Perjuangan para guru SM3T di luar Jawa sungguh luar biasa. Bukan hanya menghadapi situasi belajar mengajar penuh keterbatasan namun juga harus menempuh perjalanan yang jauh berbeda dengan yang ada di Jawa demi menularkan ilmu pada siswa di daerah terdepan, terluar dan tertinggal. Salah satunya adalah Firdaus Laili yang ditempatkan di SMA Negeri 12 Malinau. Ini merupakan sekolah baru di sana yang terletak di Desa Long Pada, Kecamatan Sungai Tubu, Kabupaten Malinau, Kalimantan Utara. SMA Negeri 12 Malinau adalah satu-satunya Sekolah Menengah Atas di Kecamatan Sungai Tubu. Selain itu, di kecamatan ini juga ada SMP Negeri 2 Mentarang yang merupakan satu-satunya Sekolah Menengah Pertama yang ada di Kecamatan Sungai Tubu.
Perjalanan menuju Long Pada ditempuh dalam waktu dua hari satu malam, namun perjalanan bisa ditempuh dalam waktu sehari bila cuaca cerah dan arus sungai bersahabat. Tidak jarang para musafir tersebut harus menginap di hutan karena kendala alam bila tetap melanjutkan perjalanan. Firdaus Laili mengatakan bahwa selama menjadi pengajar SM3T di sana perlu mempersiapkan beberapa barang dan bahan makanan diantaranya perabot rumah tangga seperti kompor minyak, beras, minyak tanah, mie instan, dan lain-lain.
“Semua barang dan bahan makanan harus kami bawa dari kota karena di Desa Long Pada tidak ada toko atau penjual” kata Firdaus. Selain itu diperlukan pelampung (life vest) untuk perjalanan menuju ke lokasi karena menggunakan alat transportasi perahu kecil yang disebut ketingting. Selain itu juga sepatu blabak karena selama perjalanan akan sering berjalan melewati bebatuan yang licin. Sepatu ini terbuat dari karet dan mempunyai beberapa pool di bagian bawah.

● **Permintaan A**
Jawab pertanyaan berikut berdasarkan kutipan halaman tentang guru SM3T di Malinau:
(i) Di desa mana SMA Negeri 12 Malinau terletak?
(ii) Berapa lama perjalanan menuju Long Pada biasanya ditempuh?
(iii) Apa sebutan untuk perahu kecil yang dipakai menuju lokasi?

[Cuplikan dataset penunjukan titik]

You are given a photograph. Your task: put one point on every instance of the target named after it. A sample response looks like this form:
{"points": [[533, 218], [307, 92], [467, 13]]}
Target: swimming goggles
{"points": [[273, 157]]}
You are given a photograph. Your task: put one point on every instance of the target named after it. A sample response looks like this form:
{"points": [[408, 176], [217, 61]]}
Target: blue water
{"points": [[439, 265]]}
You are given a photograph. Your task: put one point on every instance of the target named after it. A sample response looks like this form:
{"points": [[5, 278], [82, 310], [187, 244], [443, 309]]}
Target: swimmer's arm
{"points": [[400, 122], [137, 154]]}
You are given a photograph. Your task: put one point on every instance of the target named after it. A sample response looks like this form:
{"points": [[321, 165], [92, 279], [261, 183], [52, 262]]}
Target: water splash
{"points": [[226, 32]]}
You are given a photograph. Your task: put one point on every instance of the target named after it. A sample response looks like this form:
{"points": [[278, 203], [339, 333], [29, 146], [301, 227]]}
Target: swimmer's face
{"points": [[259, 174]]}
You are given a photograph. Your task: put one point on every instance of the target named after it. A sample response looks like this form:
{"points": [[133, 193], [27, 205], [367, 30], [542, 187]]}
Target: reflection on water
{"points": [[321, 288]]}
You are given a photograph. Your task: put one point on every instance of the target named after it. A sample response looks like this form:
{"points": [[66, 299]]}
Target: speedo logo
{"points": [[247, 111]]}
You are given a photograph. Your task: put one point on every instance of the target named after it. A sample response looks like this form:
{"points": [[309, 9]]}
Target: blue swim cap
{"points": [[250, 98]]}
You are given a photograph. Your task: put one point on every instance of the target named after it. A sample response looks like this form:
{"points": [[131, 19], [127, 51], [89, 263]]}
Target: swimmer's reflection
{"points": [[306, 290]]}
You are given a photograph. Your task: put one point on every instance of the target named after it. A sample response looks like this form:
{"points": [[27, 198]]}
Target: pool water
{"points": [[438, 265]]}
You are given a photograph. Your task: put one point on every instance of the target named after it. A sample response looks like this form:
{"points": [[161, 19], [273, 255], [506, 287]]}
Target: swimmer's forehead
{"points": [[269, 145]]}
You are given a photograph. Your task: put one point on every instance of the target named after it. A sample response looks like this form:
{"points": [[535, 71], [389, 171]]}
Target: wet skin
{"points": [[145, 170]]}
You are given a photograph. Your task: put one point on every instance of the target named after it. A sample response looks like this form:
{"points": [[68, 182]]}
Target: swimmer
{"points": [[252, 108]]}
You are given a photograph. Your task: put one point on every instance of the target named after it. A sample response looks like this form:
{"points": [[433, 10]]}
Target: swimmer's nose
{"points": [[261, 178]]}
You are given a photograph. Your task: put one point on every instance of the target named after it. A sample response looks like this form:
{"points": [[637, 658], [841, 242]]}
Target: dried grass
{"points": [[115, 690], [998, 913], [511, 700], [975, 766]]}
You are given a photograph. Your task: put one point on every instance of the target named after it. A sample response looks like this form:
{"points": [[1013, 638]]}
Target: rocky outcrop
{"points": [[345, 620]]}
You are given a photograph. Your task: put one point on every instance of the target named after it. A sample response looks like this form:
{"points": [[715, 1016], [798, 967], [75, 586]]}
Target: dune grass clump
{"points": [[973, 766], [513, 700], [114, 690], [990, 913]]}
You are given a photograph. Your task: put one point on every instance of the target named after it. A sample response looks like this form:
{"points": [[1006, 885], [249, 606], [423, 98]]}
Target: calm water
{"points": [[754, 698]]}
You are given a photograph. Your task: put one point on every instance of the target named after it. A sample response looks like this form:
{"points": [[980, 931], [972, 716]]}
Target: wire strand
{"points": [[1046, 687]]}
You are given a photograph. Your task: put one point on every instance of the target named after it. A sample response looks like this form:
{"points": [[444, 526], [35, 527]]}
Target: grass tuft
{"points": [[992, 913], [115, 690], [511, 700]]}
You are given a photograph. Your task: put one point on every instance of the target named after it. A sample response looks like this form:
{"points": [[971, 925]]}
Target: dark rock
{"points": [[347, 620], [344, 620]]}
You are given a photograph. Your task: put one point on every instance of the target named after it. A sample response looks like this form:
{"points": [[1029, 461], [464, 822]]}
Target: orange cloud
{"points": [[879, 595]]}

● **Permintaan B**
Sebutkan jumlah baris dalam listing yang memuat string "grass", dengan membedakan huruf besar dan kecil. Tuliskan angkanya saja.

● **Hasil yang benar A**
(i) Desa Long Pada
(ii) Dua hari satu malam
(iii) Ketingting

● **Hasil yang benar B**
3